> _Stored data_:
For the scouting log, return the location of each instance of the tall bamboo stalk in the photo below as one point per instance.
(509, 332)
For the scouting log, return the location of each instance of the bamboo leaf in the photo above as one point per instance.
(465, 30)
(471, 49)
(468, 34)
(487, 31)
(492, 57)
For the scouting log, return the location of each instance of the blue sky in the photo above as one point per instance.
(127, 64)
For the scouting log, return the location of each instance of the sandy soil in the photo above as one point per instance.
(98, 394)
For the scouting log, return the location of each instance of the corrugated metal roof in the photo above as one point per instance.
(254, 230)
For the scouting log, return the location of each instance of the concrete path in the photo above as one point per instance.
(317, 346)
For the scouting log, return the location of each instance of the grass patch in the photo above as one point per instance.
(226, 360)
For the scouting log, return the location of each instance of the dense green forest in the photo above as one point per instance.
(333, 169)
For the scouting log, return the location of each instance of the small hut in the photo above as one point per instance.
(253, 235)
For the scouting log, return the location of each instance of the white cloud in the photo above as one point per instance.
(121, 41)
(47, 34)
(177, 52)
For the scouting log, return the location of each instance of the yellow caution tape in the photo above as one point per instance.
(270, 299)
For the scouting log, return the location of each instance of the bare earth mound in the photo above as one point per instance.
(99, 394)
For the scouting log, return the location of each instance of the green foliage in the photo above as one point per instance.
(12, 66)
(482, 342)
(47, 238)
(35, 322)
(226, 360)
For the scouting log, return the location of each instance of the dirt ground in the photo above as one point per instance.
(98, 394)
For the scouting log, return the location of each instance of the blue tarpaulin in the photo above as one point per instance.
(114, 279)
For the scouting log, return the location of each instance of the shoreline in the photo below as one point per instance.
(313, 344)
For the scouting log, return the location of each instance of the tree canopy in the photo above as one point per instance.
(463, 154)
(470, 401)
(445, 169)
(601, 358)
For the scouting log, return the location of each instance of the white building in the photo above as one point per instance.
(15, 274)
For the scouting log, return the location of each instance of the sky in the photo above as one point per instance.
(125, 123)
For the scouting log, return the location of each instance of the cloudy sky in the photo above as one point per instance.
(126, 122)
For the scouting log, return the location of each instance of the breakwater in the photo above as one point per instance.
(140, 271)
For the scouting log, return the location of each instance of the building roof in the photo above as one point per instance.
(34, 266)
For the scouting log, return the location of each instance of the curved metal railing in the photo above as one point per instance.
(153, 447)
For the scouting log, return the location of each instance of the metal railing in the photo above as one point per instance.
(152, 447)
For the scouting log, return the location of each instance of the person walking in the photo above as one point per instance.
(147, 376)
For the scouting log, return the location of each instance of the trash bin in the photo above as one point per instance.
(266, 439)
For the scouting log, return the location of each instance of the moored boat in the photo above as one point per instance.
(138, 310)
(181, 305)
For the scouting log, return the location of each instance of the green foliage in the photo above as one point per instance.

> _Action item_: Repeat all of the records, letter for letter.

> _Final answer_:
For the scouting log, return the location of each instance of the tall bamboo stalk in the photo below as one point per instance.
(509, 332)
For the scouting log, return the location of each instance of the bamboo leaf in the photo above as one point per instance.
(465, 30)
(471, 49)
(468, 34)
(487, 31)
(492, 57)
For the scouting log, return the location of each instance of the blue sky in the photo above as one point per instance.
(127, 64)
For the scouting log, return the location of each instance of the sandy soil in the photo above as one point per instance.
(98, 394)
For the scouting log, return the location of each instance of the corrugated metal roof in the photo above as one point per instance.
(254, 230)
For the scouting log, return the location of each instance of the concrete path in the photo above as one point per instance.
(317, 346)
For the scouting log, return the location of each instance of the grass patch in the photo above as one point per instance.
(226, 360)
For the scouting log, return the location of each instance of the dense green forest in the photo above as one point per instance.
(333, 169)
For the scouting log, return the location of each instance of the small hut in the photo above as one point per instance.
(253, 235)
For the scouting log, return the location of each instance of the white cloud in the photo above as one point per instance.
(121, 41)
(47, 34)
(177, 52)
For the scouting log, return the location of each instance of the yellow caution tape in the photo above as one point per instance.
(270, 299)
For the scouting log, return the location of each instance of the bare earth mound in the photo above as one point per instance.
(99, 394)
For the scouting log, return the location of each instance of the green foliage in the photo above as one point per instance.
(12, 66)
(482, 342)
(47, 238)
(35, 322)
(226, 360)
For the scouting log, return the location of each instance of the dirt ground in the photo above as one point per instance.
(98, 394)
For the scouting log, return the location of each instance of the blue tarpaulin in the photo above as one point per instance.
(114, 279)
For the scouting log, return the location of each instance of the shoreline in the photo below as one point per instance.
(313, 344)
For the scouting log, return the location of each instance of the tree canopy in the photo above as one point per instance.
(463, 154)
(470, 401)
(445, 169)
(601, 358)
For the scouting log, return the location of each instance of the white building in the photo above as one point per instance.
(15, 274)
For the scouting log, return the location of each instance of the sky in the photo above as one point per instance.
(125, 123)
For the scouting log, return the location of each instance of the cloudy sky in the photo above as one point per instance.
(126, 122)
For the scouting log, return the location of each instance of the breakwater in the photo above as one point per instance.
(140, 271)
For the scouting log, return the location of each instance of the building roof in the photo above as one point per instance.
(34, 266)
For the scouting log, return the location of each instance of the curved metal railing in the photo above as one point per instance.
(153, 447)
For the scouting log, return the location of each instance of the metal railing in the photo above as one point per instance.
(152, 447)
For the scouting log, return the location of each instance of the person walking in the photo above as one point per instance.
(147, 376)
For the scouting log, return the location of each instance of the trash bin in the photo above as one point per instance.
(266, 439)
For the scouting log, return the location of each instance of the moored boat in the photo above as one point per instance.
(138, 310)
(181, 305)
For the scouting log, return the location of each instance of the green foliage in the photo above as one point per instance.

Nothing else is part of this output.